▸ Written request
Starting at the line that contains "Could you please identify the curtain", quote every line through the end of the entries, word for word, skipping the pictures.

>> begin Extracted information

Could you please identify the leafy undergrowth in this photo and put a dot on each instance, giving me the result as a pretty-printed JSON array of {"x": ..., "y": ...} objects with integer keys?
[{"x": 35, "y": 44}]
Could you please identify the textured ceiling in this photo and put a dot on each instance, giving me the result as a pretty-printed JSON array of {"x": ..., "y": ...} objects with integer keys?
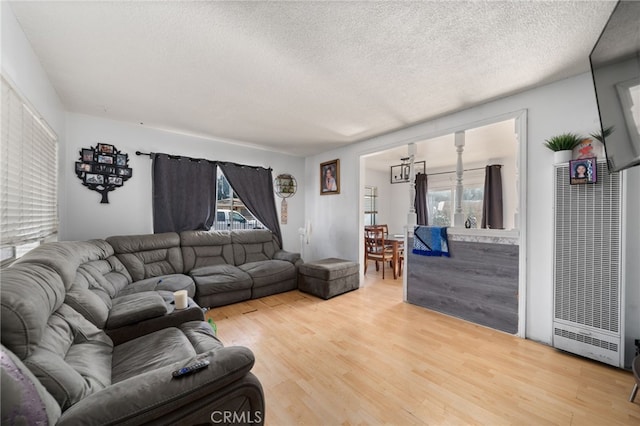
[{"x": 302, "y": 77}]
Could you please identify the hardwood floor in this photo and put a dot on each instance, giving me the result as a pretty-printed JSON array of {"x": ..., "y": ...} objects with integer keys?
[{"x": 365, "y": 357}]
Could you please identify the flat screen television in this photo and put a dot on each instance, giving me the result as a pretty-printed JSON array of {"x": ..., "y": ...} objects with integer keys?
[{"x": 615, "y": 68}]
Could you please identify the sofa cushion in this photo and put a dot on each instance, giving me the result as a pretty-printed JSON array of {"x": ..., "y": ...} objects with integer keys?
[
  {"x": 253, "y": 245},
  {"x": 96, "y": 283},
  {"x": 162, "y": 348},
  {"x": 24, "y": 399},
  {"x": 220, "y": 279},
  {"x": 205, "y": 248},
  {"x": 65, "y": 257},
  {"x": 136, "y": 307},
  {"x": 29, "y": 294},
  {"x": 73, "y": 359},
  {"x": 147, "y": 256},
  {"x": 269, "y": 271},
  {"x": 170, "y": 283}
]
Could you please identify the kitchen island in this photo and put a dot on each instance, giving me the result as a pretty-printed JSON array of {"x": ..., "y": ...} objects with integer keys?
[{"x": 477, "y": 283}]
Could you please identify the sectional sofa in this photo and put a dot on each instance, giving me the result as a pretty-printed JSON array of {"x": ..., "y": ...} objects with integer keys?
[{"x": 90, "y": 334}]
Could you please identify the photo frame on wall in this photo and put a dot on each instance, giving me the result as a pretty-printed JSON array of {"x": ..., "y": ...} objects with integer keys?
[
  {"x": 400, "y": 173},
  {"x": 583, "y": 170},
  {"x": 103, "y": 169},
  {"x": 330, "y": 177}
]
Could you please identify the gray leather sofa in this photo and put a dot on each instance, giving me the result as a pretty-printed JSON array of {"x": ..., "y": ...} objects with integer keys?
[
  {"x": 229, "y": 267},
  {"x": 90, "y": 334}
]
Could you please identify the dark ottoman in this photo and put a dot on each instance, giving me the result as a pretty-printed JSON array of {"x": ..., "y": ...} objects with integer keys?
[{"x": 328, "y": 277}]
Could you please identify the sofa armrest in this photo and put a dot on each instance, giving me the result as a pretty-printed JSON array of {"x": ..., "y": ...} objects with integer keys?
[
  {"x": 288, "y": 256},
  {"x": 156, "y": 397},
  {"x": 136, "y": 307},
  {"x": 193, "y": 312}
]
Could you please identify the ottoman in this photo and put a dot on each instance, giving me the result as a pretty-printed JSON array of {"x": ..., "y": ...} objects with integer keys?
[{"x": 328, "y": 277}]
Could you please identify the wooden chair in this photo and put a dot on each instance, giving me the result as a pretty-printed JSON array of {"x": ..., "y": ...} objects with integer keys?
[{"x": 375, "y": 249}]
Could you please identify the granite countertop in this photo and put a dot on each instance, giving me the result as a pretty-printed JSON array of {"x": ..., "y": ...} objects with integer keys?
[{"x": 495, "y": 236}]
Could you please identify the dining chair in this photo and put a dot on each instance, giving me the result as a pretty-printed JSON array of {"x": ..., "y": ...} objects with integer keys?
[{"x": 375, "y": 249}]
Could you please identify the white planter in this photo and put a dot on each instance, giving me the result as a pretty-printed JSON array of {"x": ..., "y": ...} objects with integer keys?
[{"x": 562, "y": 156}]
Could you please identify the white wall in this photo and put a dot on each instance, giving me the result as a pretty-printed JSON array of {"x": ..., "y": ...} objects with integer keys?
[
  {"x": 129, "y": 210},
  {"x": 23, "y": 69},
  {"x": 568, "y": 105}
]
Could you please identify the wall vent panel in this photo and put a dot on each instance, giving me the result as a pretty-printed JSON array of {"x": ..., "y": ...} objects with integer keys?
[{"x": 587, "y": 265}]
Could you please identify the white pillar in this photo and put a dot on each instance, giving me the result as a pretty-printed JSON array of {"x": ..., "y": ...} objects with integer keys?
[
  {"x": 412, "y": 218},
  {"x": 516, "y": 214},
  {"x": 458, "y": 217}
]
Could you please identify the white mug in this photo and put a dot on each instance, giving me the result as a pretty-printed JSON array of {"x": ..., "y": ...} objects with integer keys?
[{"x": 180, "y": 298}]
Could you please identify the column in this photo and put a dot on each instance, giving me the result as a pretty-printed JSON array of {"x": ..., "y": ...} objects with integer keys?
[{"x": 458, "y": 217}]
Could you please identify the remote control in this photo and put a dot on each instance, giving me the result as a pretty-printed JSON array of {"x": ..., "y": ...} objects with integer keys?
[{"x": 184, "y": 371}]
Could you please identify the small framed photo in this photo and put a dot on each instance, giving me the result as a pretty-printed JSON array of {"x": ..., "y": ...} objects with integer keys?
[
  {"x": 401, "y": 172},
  {"x": 83, "y": 167},
  {"x": 94, "y": 179},
  {"x": 87, "y": 155},
  {"x": 104, "y": 148},
  {"x": 583, "y": 170},
  {"x": 105, "y": 159},
  {"x": 105, "y": 169},
  {"x": 126, "y": 172},
  {"x": 121, "y": 160},
  {"x": 115, "y": 180},
  {"x": 330, "y": 177}
]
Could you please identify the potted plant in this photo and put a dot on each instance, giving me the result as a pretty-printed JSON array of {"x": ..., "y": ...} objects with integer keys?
[{"x": 562, "y": 146}]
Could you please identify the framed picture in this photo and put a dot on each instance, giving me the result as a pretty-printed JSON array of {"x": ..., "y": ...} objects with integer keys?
[
  {"x": 105, "y": 159},
  {"x": 583, "y": 170},
  {"x": 400, "y": 173},
  {"x": 104, "y": 148},
  {"x": 124, "y": 172},
  {"x": 83, "y": 167},
  {"x": 121, "y": 160},
  {"x": 115, "y": 180},
  {"x": 87, "y": 155},
  {"x": 330, "y": 177},
  {"x": 94, "y": 179}
]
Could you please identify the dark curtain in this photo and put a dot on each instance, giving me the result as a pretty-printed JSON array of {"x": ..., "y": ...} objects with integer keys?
[
  {"x": 422, "y": 209},
  {"x": 492, "y": 202},
  {"x": 184, "y": 193},
  {"x": 254, "y": 186}
]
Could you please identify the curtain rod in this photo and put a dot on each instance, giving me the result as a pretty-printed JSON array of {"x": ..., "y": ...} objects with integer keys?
[
  {"x": 465, "y": 170},
  {"x": 178, "y": 157}
]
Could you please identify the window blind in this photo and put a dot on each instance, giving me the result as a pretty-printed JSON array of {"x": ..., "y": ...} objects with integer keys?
[{"x": 28, "y": 171}]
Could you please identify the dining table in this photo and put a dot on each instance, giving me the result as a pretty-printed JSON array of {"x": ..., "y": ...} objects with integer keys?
[{"x": 396, "y": 242}]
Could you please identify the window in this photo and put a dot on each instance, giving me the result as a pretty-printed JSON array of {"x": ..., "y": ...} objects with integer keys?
[
  {"x": 28, "y": 170},
  {"x": 370, "y": 205},
  {"x": 441, "y": 197},
  {"x": 231, "y": 213}
]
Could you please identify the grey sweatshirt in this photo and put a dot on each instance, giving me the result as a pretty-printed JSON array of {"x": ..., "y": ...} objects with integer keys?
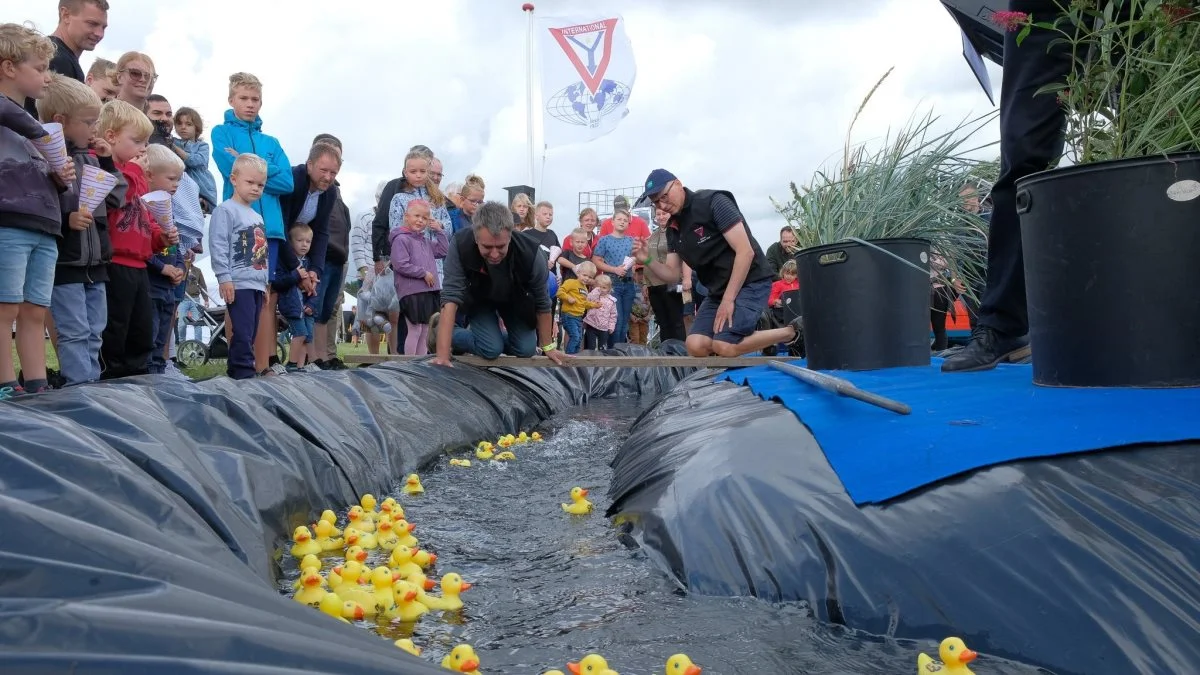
[{"x": 238, "y": 243}]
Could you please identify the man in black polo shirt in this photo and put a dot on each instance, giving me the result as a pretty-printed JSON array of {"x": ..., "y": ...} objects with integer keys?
[
  {"x": 492, "y": 276},
  {"x": 82, "y": 24},
  {"x": 707, "y": 232}
]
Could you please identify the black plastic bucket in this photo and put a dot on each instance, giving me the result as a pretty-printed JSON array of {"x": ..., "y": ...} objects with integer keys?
[
  {"x": 1113, "y": 272},
  {"x": 863, "y": 308}
]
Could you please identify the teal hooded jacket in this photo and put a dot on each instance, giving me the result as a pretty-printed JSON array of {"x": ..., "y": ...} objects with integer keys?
[{"x": 249, "y": 137}]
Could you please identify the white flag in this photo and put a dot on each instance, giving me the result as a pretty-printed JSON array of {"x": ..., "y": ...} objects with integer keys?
[{"x": 587, "y": 75}]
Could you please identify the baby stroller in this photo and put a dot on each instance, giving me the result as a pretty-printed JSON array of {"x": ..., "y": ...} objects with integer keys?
[{"x": 192, "y": 353}]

>> end Extracted information

▸ Correct output
Could you please identify the curtain rod in this photo and put a dot on each instance, giving me the result as a pretty-printed JSON array of {"x": ..., "y": ...} objects with integer keys?
[
  {"x": 465, "y": 170},
  {"x": 178, "y": 157}
]
Could you please identify the window blind in this photo and put a dot on each instance, giving me the result as a pretty-printed JSON array of {"x": ..., "y": ...} objects with integer keys?
[{"x": 28, "y": 171}]
Could you please identify the dining table in this photo and put a dot on each instance, giving me the result as a pretty-printed JSON array of {"x": ..., "y": ...} objects with integer keys?
[{"x": 396, "y": 242}]
Could you please identify the window in this photo and put a dot on each instance, giving me the result as a pretty-printed JSON array of {"x": ..., "y": ...} objects with integer keys?
[
  {"x": 28, "y": 170},
  {"x": 370, "y": 205},
  {"x": 441, "y": 197},
  {"x": 231, "y": 213}
]
Could you please identify the grey sweatshirt in this photo and put a dot on each instance, giving me the result as a pretty-printed JSON array of {"x": ..., "y": ...} objects with integer keys?
[{"x": 238, "y": 243}]
Could you please identify the man in black polo shirt in this photo and put a dot on each instance, giving me the result as a pretty-printed JSON array of {"x": ..., "y": ...} objects with integer keys?
[
  {"x": 492, "y": 276},
  {"x": 82, "y": 24},
  {"x": 707, "y": 232}
]
Could you please identify the black plastic bucket in this photo and put a dot on each instance, giving me the result as a pretty-printed JSON array of {"x": ..., "y": ...} objects with integer keys?
[
  {"x": 1113, "y": 272},
  {"x": 863, "y": 308}
]
Could you please identify the teal hooded jacket in this photo and put a dot on each instance, giving me the result as a pretty-printed JSON array of {"x": ..., "y": ...} objects with integer keys?
[{"x": 249, "y": 137}]
Could you please identify the white flag in this photo and put a dot on each instance, giving me the result as a pretty-printed JSON array of {"x": ..., "y": ...} objects with integer keys?
[{"x": 587, "y": 75}]
Could you please identify the baby stroller in this photo and put a dot on each instance, giving me the result as a pretty-printed JSON array of {"x": ..., "y": ...} objects with integer keys?
[{"x": 192, "y": 353}]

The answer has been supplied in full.